#### PAGE EXCERPT

# How to solve an integral of a gaussian distribution

1. Aug 19, 2009

### DragonPetter

1. The problem statement, all variables and given/known data
integrate

$$\int_{-\infty}^\infty\! e ^{(x-a)^{2}}\, dx$$

2. Relevant equations

$$\int \! e^u\, du = e^u + C$$
3. The attempt at a solution
i just know that du = 2(x-a), but there is no x to make use of substitution, so I am confused on how to go about solving this since I cannot use substitution

2. Aug 19, 2009

### foxjwill

EDIT: I'm assuming you mean
$$\int_{-\infty}^\infty\! e ^{-(x-a)^{2}}\, dx$$​
since what you wrote doesn't converge.

Anyway, this is a very tricky integral that requires a trick. By far the best way starts as follows:

First, letting I denote the original integral (after replacing x-a with x), notice that
$$I = 2\int_{0}^\infty\! e ^{-x^{2}}\, dx$$​
by symmetry. Next comes the first trick:
$$I^2 = 4 \int_{0}^\infty\! e ^{-x^{2}}\, dx \int_{0}^\infty\! e ^{-x^{2}}\, dx = 4 \int_{0}^\infty\! e ^{-x^{2}}\, dx \int_{0}^\infty\! e ^{-y^{2}}\, dy$$​
since the x in the integral is just a dummy variable. But then
$$I^2 = 4\int_0^\infty\int_0^\infty\! e ^{-(x^{2}+y^{2})}\,dx\,dy.$$​

The traditional method is to at this point switch to polar coordinates, but a better way (I think) involves the substitution y=xu (so dy=xdu):
$$I^2 = 4\int_0^\infty\int_0^\infty\! e^{-x^2(1+u^2)}x\,dx\,du.$$​
From here, I think you should be able to figure this out on your own.

########
#### ENTRIES SUPPLIED

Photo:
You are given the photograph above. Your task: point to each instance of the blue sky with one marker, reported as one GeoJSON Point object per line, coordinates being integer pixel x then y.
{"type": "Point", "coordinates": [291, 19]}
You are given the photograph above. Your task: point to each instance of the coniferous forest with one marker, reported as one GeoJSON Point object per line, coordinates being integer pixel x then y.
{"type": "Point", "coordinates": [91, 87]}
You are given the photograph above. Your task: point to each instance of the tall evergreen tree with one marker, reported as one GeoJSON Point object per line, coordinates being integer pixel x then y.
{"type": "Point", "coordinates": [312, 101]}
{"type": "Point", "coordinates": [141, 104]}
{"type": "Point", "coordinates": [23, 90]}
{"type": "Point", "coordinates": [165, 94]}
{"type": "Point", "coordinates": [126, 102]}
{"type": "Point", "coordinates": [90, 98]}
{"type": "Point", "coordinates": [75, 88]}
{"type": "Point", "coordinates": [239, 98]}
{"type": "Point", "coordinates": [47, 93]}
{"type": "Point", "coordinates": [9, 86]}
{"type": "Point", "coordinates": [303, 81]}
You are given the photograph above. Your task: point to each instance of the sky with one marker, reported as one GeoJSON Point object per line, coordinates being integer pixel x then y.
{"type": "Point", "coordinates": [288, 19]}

########
#### ENTRIES SUPPLIED

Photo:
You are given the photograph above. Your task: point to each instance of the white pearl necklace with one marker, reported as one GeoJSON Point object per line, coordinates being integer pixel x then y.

########

- REQUEST A
In the Gaussian integral thread, why does the second post change the integral to have a negative exponent? Answer in one to three sentences.
- REQUEST B
Answer these questions using the Gaussian integral thread, marking each answer with the matching numeral.
(i) Why does the original poster say substitution cannot be used?
(ii) What does I denote in the reply?
(iii) Which substitution does the reply suggest instead of switching to polar coordinates?
- REQUEST C
Proceed with the Gaussian integral thread, continuing it from the point where it stops.

- TASK ANSWER A
The reply assumes the intended integral is the one with $e^{-(x-a)^2}$ because the integral as first written, with a positive exponent, does not converge.

- TASK ANSWER B
(i) There is no x in the integrand to make use of substitution.
(ii) The original integral, after replacing x-a with x.
(iii) The substitution y=xu, so dy=xdu.

- TASK ANSWER C
3. Aug 20, 2009

### DragonPetter

hmm my text book is certainly not nice as it leaves this as an exercise with just telling me "(look up any integrals you need)"
and yes, i forgot to include the - sign for the exponential

4. Aug 20, 2009

### foxjwill

That's wierd.

5. Aug 21, 2009

On a wild hunch: this seems to be a traditional type problem in a first mathematical stat or calc-based probability course. If you've seen this (normal density integrating to 1)

$$\int_{-\infty}^\infty \frac 1 {\sqrt{2\pi} \sigma} e^{-\frac{(x-\mu)^2}{\sigma^2}} \, dx = 1$$

the "trick" is to identify your integrand as part of some normal density and go from there.

of course, the item i have posted could be what the hint "look up any integrals needed" refers to as well.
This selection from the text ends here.